====== INPUT FOR THIS TASK ======
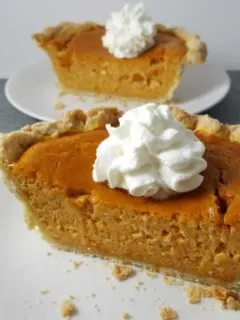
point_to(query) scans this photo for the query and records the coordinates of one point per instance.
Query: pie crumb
(68, 308)
(77, 264)
(43, 292)
(196, 294)
(126, 316)
(229, 298)
(167, 313)
(171, 281)
(60, 106)
(122, 272)
(152, 275)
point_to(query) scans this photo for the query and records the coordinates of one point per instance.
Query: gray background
(216, 21)
(227, 111)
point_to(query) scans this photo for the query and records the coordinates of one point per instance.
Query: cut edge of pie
(80, 72)
(63, 33)
(14, 144)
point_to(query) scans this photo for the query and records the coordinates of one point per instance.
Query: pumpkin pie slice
(82, 63)
(197, 234)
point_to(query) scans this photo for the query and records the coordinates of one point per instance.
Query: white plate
(26, 269)
(34, 92)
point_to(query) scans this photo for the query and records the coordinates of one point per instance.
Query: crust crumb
(60, 106)
(167, 313)
(68, 309)
(196, 294)
(152, 275)
(122, 272)
(171, 281)
(229, 298)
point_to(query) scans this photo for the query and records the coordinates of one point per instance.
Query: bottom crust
(77, 224)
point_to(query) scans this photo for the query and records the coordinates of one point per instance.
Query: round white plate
(34, 92)
(29, 265)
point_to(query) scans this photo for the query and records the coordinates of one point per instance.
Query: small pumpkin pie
(82, 63)
(195, 234)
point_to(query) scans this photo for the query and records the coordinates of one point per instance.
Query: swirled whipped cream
(129, 32)
(150, 154)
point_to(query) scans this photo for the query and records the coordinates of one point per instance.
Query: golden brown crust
(14, 144)
(62, 33)
(197, 50)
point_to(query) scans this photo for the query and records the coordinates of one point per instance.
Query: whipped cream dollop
(150, 154)
(129, 32)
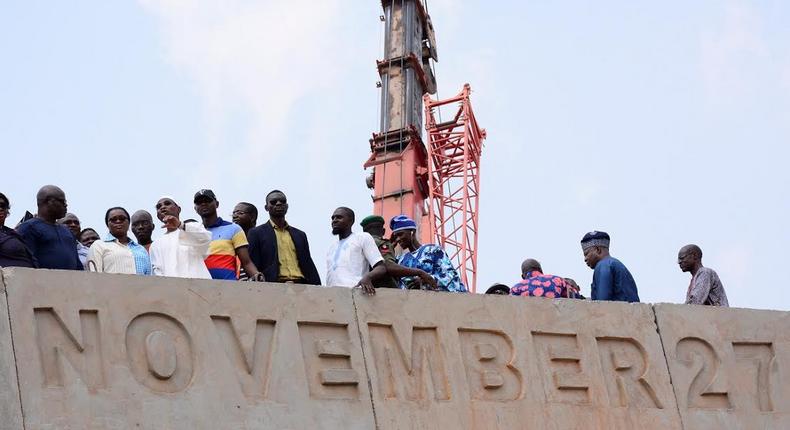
======
_WHAT TO PRODUCE_
Count the lines in the entries above that contain the string "white", treating case as significant, and give only that number.

_REPLY_
2